■ **Problem requirements**: Each line of the material below is to be given again exactly.

■ **Information supplied**:
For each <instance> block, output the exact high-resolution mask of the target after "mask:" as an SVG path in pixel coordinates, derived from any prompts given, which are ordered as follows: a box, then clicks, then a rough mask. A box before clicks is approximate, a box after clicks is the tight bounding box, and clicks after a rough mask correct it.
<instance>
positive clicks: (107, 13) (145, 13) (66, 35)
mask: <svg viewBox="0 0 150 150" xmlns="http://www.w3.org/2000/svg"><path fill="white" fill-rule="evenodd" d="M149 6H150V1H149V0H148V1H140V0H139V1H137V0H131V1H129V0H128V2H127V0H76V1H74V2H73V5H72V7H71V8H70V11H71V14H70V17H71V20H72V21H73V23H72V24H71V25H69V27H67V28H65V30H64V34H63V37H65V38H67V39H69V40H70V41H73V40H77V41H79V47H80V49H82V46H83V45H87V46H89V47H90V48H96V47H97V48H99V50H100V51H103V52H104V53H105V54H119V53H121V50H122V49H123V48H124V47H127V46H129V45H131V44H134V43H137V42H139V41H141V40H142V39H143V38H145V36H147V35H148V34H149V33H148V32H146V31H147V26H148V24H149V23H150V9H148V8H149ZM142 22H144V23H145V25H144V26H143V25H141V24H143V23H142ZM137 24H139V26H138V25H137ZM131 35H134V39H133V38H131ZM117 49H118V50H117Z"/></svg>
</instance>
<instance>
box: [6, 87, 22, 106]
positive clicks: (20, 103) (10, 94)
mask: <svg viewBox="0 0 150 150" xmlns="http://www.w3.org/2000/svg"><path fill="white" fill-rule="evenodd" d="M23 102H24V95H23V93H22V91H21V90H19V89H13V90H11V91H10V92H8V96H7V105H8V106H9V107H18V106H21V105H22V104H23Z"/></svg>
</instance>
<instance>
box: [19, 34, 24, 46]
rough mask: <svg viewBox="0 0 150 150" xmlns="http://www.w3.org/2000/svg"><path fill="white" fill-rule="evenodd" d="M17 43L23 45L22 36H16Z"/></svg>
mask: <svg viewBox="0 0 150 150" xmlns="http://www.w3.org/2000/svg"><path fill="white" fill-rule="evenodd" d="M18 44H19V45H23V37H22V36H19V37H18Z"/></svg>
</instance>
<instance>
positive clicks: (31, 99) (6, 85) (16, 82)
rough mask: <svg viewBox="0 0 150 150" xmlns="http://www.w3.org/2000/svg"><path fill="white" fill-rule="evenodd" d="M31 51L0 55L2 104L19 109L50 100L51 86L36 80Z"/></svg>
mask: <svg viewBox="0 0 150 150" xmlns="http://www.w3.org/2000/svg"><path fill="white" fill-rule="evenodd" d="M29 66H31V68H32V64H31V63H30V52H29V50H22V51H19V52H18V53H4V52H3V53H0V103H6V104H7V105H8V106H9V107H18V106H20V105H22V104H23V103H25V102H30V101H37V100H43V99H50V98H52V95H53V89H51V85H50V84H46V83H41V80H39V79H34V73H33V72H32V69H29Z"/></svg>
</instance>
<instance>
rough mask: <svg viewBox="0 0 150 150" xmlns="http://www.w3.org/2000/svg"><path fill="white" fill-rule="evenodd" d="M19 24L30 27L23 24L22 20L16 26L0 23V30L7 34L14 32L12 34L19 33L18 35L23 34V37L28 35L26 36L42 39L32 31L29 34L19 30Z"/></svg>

■ **Output for this exercise**:
For each <instance> block, output the exact high-resolution mask of the target after "mask:" as an SVG path in pixel coordinates, derived from any prompts given, which are ordered as follows: a box, then clicks, then a rough mask. A box before clicks is approximate, a box after clicks is the tight bounding box, and clicks after a rough mask correct it.
<instance>
positive clicks: (107, 13) (145, 13) (66, 35)
mask: <svg viewBox="0 0 150 150" xmlns="http://www.w3.org/2000/svg"><path fill="white" fill-rule="evenodd" d="M149 6H150V1H149V0H148V1H140V0H139V1H137V0H131V1H129V0H128V2H127V0H76V1H74V2H73V5H72V7H71V8H70V11H71V14H70V17H71V20H72V21H73V23H72V24H71V25H69V27H67V28H65V30H64V34H63V37H65V38H67V39H69V40H70V41H73V40H77V41H79V47H80V49H82V46H83V45H87V46H89V47H90V48H96V47H97V48H99V50H100V51H103V52H104V53H105V54H119V53H121V50H122V49H123V48H124V47H127V46H129V45H131V44H134V43H137V42H139V41H141V40H142V39H143V38H145V36H147V35H148V34H149V33H148V32H146V31H147V26H148V24H149V23H150V9H148V8H149ZM142 22H144V23H145V25H144V26H143V25H141V24H143V23H142ZM137 24H139V26H138V25H137ZM131 35H134V39H133V38H131ZM117 49H118V50H117Z"/></svg>
</instance>
<instance>
box: [6, 87, 22, 106]
positive clicks: (20, 103) (10, 94)
mask: <svg viewBox="0 0 150 150" xmlns="http://www.w3.org/2000/svg"><path fill="white" fill-rule="evenodd" d="M23 102H24V95H23V93H22V91H21V90H19V89H13V90H11V91H10V92H8V96H7V105H8V106H9V107H18V106H21V105H22V104H23Z"/></svg>
</instance>
<instance>
box: [19, 34, 24, 46]
rough mask: <svg viewBox="0 0 150 150" xmlns="http://www.w3.org/2000/svg"><path fill="white" fill-rule="evenodd" d="M17 43L23 45L22 36H16Z"/></svg>
mask: <svg viewBox="0 0 150 150" xmlns="http://www.w3.org/2000/svg"><path fill="white" fill-rule="evenodd" d="M18 44H19V45H23V37H22V36H19V37H18Z"/></svg>
</instance>
<instance>
positive clicks: (31, 99) (6, 85) (16, 82)
rough mask: <svg viewBox="0 0 150 150" xmlns="http://www.w3.org/2000/svg"><path fill="white" fill-rule="evenodd" d="M31 51L0 55L2 104L19 109L50 100L51 86L36 80Z"/></svg>
mask: <svg viewBox="0 0 150 150" xmlns="http://www.w3.org/2000/svg"><path fill="white" fill-rule="evenodd" d="M29 66H31V68H32V64H31V63H30V52H29V50H22V51H19V52H18V53H4V52H3V53H0V103H6V104H7V105H8V106H9V107H18V106H20V105H22V104H23V103H25V102H30V101H37V100H43V99H50V98H52V95H53V89H51V85H50V84H46V83H41V80H39V79H34V73H33V72H32V69H29Z"/></svg>
</instance>
<instance>
rough mask: <svg viewBox="0 0 150 150" xmlns="http://www.w3.org/2000/svg"><path fill="white" fill-rule="evenodd" d="M19 24L30 27L23 24L22 20L16 26L0 23V30L7 34L14 32L12 34L19 33L18 35L23 34V37L28 35L26 36L42 39L32 31L29 34L19 30Z"/></svg>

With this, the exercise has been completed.